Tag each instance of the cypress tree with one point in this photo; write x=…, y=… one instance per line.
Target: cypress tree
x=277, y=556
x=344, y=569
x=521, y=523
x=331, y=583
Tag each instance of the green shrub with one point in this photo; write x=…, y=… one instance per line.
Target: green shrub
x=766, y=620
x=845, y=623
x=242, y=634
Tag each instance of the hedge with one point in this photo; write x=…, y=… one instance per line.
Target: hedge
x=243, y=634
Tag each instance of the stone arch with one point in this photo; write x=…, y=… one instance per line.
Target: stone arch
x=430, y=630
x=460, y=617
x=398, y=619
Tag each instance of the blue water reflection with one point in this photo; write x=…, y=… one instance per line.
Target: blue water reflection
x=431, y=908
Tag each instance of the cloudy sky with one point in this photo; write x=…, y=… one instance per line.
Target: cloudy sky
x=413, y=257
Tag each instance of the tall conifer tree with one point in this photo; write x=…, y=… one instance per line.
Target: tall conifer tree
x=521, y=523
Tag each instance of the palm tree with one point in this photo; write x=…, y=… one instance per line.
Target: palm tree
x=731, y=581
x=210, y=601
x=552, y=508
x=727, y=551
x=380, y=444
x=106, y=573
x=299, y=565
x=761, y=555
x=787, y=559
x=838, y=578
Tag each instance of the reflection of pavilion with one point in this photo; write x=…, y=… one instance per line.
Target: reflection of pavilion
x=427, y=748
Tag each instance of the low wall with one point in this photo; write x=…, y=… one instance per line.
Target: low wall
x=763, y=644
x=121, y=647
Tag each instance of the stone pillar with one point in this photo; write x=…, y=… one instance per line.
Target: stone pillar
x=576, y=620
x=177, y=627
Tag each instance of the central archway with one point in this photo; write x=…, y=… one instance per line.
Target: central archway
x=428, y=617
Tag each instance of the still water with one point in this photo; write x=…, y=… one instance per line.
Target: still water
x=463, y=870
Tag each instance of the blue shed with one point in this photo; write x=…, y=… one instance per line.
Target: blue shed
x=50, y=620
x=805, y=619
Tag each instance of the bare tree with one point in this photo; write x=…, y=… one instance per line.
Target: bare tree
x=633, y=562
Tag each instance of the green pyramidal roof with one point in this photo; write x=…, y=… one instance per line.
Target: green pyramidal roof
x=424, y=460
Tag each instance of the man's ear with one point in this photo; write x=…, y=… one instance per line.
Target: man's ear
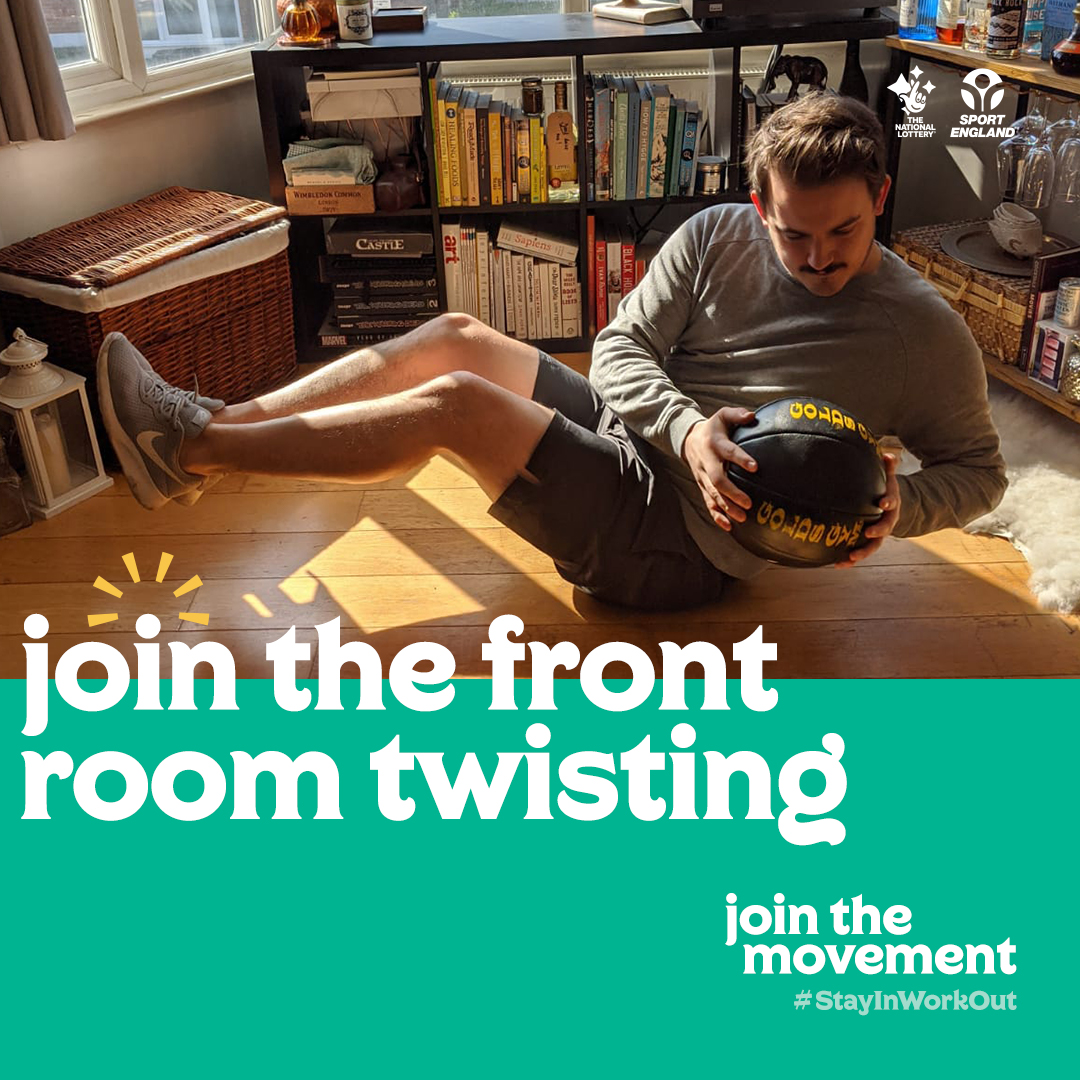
x=882, y=194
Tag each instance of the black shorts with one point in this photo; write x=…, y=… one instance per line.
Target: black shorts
x=608, y=518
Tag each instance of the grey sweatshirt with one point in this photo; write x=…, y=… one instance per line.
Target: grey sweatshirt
x=718, y=321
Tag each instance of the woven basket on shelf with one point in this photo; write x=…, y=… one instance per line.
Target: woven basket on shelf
x=993, y=305
x=233, y=331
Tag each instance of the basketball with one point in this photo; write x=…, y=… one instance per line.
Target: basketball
x=817, y=486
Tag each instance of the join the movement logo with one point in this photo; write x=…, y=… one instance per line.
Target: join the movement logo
x=913, y=93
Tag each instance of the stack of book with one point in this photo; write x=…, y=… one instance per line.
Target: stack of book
x=640, y=140
x=383, y=282
x=617, y=264
x=521, y=282
x=490, y=152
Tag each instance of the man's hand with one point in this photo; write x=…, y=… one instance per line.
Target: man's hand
x=706, y=448
x=890, y=503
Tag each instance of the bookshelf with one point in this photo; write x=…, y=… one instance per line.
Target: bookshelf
x=585, y=43
x=1026, y=73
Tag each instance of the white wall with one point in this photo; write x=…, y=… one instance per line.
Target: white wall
x=207, y=140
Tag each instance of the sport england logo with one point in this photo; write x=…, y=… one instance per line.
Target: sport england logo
x=913, y=93
x=985, y=123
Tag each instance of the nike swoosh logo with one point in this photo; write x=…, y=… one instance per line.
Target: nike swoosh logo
x=146, y=441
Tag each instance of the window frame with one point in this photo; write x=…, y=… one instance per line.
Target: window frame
x=119, y=80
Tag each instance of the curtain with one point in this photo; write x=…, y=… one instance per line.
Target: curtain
x=32, y=104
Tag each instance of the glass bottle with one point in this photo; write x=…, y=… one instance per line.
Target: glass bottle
x=1065, y=58
x=974, y=26
x=949, y=27
x=300, y=22
x=1033, y=28
x=562, y=160
x=918, y=19
x=1006, y=29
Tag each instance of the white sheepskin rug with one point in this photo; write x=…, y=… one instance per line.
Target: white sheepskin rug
x=1040, y=512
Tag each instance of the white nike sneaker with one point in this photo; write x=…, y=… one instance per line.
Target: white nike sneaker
x=148, y=421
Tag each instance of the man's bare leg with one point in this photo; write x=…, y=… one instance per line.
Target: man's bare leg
x=449, y=342
x=491, y=430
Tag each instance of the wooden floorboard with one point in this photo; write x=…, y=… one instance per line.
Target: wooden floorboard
x=420, y=558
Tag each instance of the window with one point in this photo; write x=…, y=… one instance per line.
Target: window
x=113, y=52
x=117, y=52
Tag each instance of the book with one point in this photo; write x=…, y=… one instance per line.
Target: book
x=528, y=266
x=613, y=258
x=377, y=275
x=674, y=145
x=347, y=237
x=689, y=147
x=470, y=177
x=484, y=153
x=451, y=265
x=554, y=273
x=530, y=242
x=590, y=138
x=498, y=294
x=441, y=144
x=591, y=273
x=1052, y=349
x=571, y=302
x=389, y=325
x=495, y=151
x=626, y=253
x=483, y=281
x=602, y=104
x=520, y=306
x=619, y=145
x=544, y=297
x=454, y=144
x=601, y=279
x=637, y=105
x=385, y=305
x=508, y=289
x=1047, y=273
x=658, y=151
x=360, y=291
x=535, y=292
x=538, y=177
x=509, y=156
x=522, y=151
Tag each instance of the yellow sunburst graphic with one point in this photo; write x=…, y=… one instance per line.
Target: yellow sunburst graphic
x=163, y=563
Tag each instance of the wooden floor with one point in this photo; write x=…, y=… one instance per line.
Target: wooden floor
x=419, y=558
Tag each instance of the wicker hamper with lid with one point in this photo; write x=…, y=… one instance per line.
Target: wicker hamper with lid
x=993, y=305
x=197, y=280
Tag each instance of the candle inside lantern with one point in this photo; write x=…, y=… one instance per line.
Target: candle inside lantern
x=52, y=453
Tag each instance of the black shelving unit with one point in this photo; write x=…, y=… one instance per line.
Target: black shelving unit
x=280, y=78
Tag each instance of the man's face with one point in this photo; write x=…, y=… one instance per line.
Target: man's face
x=824, y=234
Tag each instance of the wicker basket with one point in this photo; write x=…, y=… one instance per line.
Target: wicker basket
x=233, y=331
x=993, y=305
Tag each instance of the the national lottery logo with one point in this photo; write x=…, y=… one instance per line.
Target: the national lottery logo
x=913, y=93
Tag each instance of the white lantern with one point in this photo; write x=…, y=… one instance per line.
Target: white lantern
x=46, y=407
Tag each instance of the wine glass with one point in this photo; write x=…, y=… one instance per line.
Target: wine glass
x=1011, y=154
x=1067, y=179
x=1064, y=129
x=1036, y=180
x=1035, y=122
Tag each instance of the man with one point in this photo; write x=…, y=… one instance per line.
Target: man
x=623, y=483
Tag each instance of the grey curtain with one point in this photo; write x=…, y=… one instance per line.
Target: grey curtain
x=32, y=104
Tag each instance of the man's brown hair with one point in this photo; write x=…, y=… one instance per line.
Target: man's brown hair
x=818, y=138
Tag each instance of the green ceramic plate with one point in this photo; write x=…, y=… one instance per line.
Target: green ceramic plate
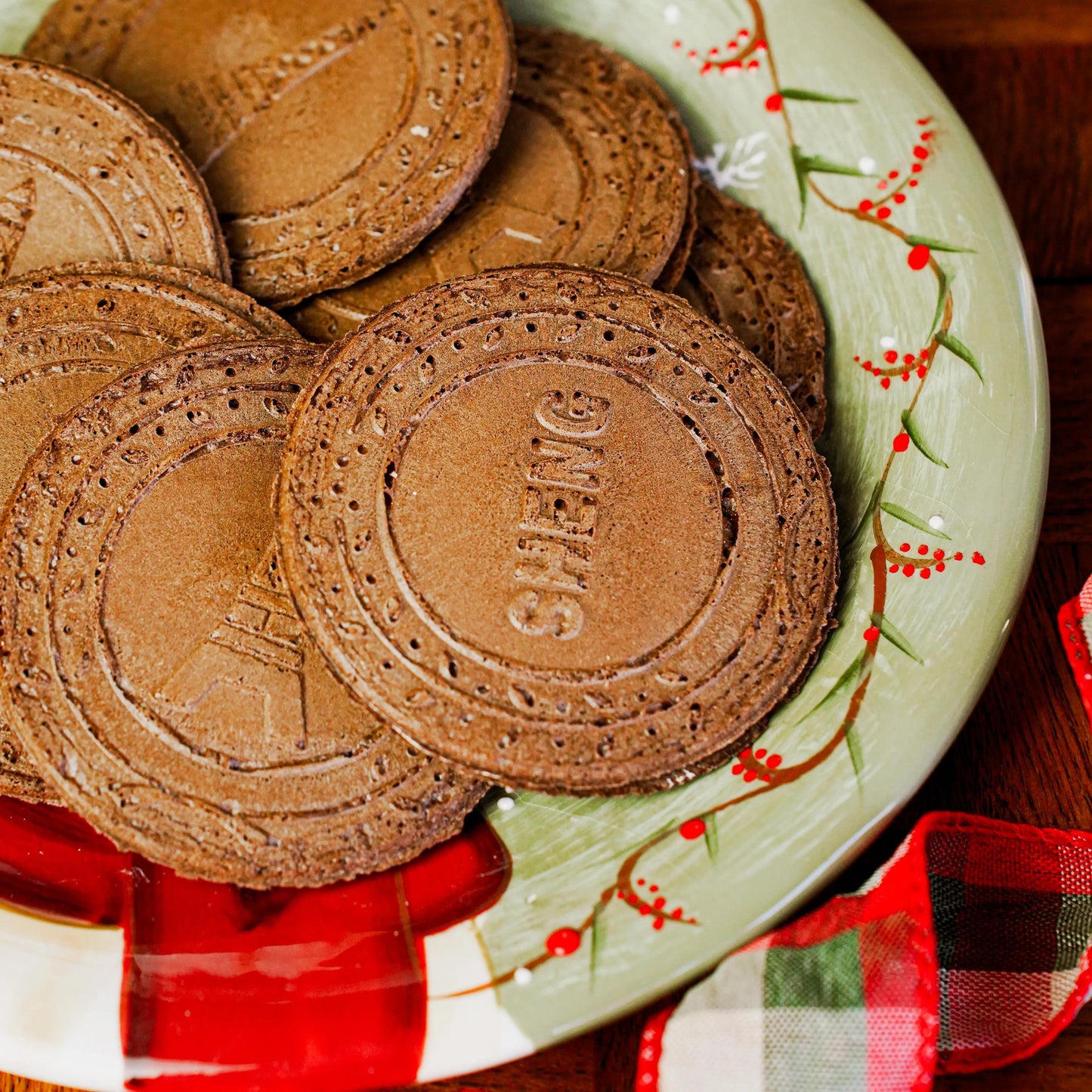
x=937, y=438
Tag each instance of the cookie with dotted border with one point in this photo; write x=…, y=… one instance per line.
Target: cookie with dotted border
x=262, y=319
x=592, y=169
x=558, y=527
x=156, y=670
x=745, y=277
x=86, y=175
x=333, y=135
x=69, y=333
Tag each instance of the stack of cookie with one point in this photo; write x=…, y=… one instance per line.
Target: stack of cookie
x=275, y=611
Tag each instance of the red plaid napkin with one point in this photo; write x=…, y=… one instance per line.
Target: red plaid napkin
x=1075, y=620
x=969, y=950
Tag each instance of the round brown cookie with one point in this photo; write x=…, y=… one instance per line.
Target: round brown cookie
x=262, y=319
x=333, y=135
x=628, y=566
x=156, y=670
x=84, y=175
x=68, y=333
x=676, y=263
x=592, y=169
x=745, y=277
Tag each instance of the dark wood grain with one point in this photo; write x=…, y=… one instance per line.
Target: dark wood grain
x=1020, y=73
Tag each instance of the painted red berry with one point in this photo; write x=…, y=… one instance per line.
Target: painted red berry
x=562, y=942
x=918, y=257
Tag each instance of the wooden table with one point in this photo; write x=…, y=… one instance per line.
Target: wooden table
x=1020, y=73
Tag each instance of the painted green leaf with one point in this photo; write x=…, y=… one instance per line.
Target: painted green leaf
x=915, y=521
x=712, y=837
x=853, y=743
x=820, y=165
x=945, y=287
x=812, y=96
x=802, y=178
x=599, y=938
x=866, y=515
x=924, y=240
x=888, y=630
x=912, y=431
x=954, y=345
x=848, y=677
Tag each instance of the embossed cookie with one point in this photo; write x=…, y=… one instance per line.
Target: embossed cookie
x=67, y=334
x=558, y=527
x=592, y=169
x=333, y=135
x=746, y=277
x=155, y=669
x=86, y=175
x=223, y=295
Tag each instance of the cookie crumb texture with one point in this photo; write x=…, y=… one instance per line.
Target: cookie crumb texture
x=156, y=672
x=333, y=135
x=559, y=529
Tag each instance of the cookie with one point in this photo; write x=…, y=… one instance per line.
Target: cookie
x=628, y=566
x=157, y=673
x=745, y=277
x=591, y=169
x=676, y=264
x=333, y=135
x=262, y=319
x=67, y=334
x=86, y=175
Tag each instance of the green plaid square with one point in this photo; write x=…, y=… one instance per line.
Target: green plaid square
x=822, y=976
x=1074, y=930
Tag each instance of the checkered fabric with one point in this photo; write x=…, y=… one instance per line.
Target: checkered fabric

■ What you are asked to do
Reproduce verbatim the entries from the line containing "Tag each instance of the basketball" up to and including the line containing "x=890, y=503".

■ Answer to the exercise
Tag each instance of the basketball with one point in this photo; write x=…, y=… one instance per line.
Target: basketball
x=817, y=486
Tag each instance of the join the movement logo with one point in this photo; write x=…, y=… one instance per line.
Target: join the movement logo
x=913, y=93
Tag each instance of the stack of book with one point in this photo; write x=…, y=… one instance per line.
Target: stack of book
x=640, y=140
x=383, y=282
x=617, y=264
x=521, y=282
x=490, y=152
Tag each instance of the man's hand with one point in this photo; write x=…, y=… one instance per line.
Target: man's hand
x=706, y=448
x=890, y=503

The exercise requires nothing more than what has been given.